§ PROBLEM DETAILS:
Reproduce everything from "Elles: Tale of" down to "in Western societies." in the review of Elles, swapping "schmaltzy" for "sentimental".

§ EXCERPT TO READ:
Elles: Tale of Aging Women, Starring Carmen Maura, Marisa Berenson and Others

Wavering between cinema and sociology, genuine drama and schmaltzy soap, the international co-production Elles tackles the issue of aging among fortysomething women, who still suffer from the double-standard treatment that prevails in Western societies.

Starring five beautiful actresses, Spanish Carmen Maura, French Miou Miou and Guesch Patti, American Marisa Berenson, and German Marthe Keller, the film begins well, but then veers toward the kind of material one associates with soaps and sitcoms, cramming within its short time frame just about any problem about middle-aged femmes one can imagine.

Still, relevant subject matter and illustrious international cast might persuade a small distributor to release this female-themed meller in major American cities, with stronger prospects in European theatrical and ancillary markets.

The early sequences of Portuguese director Luis Galvaso Teles’ Elles promise to be more in the vein of Almodovar’s Women on the Verge of Nervous Breakdown than that of On Golden Pond or other social problem melodramas about the implications of old age.

Linda (Carmen Maura), a successful TV journalist, is dating a handsome man, Gigi (Joaquim De Almeida), but she seems unable to commit. In a kind of role reversal, it’s Linda who kicks her lover out of her bed every night around 2 a.m. An accomplished literature professor, Eva (Miou Miou) is a desirable single woman, who suddenly finds herself attracted to her young student, who happens to be the son of her friend Barbara (Keller). Regal and proud, Barbara, who has a catering business, is in the midst of divorce proceedings from her husband who’s courting a woman half his age.

§ DATA EXCERPT:

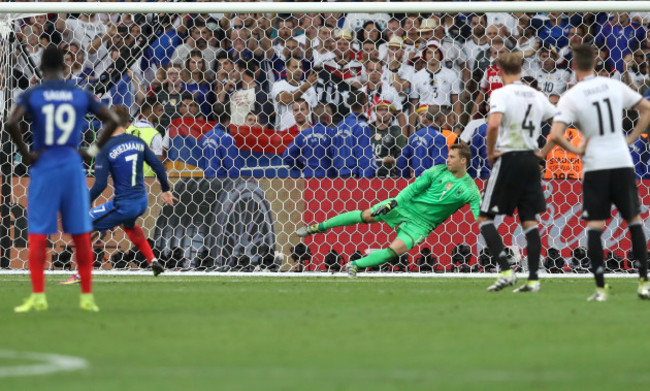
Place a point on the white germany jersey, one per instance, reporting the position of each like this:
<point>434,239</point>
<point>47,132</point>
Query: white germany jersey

§ ANSWER SPACE:
Elles: Tale of Aging Women, Starring Carmen Maura, Marisa Berenson and Others

Wavering between cinema and sociology, genuine drama and sentimental soap, the international co-production Elles tackles the issue of aging among fortysomething women, who still suffer from the double-standard treatment that prevails in Western societies.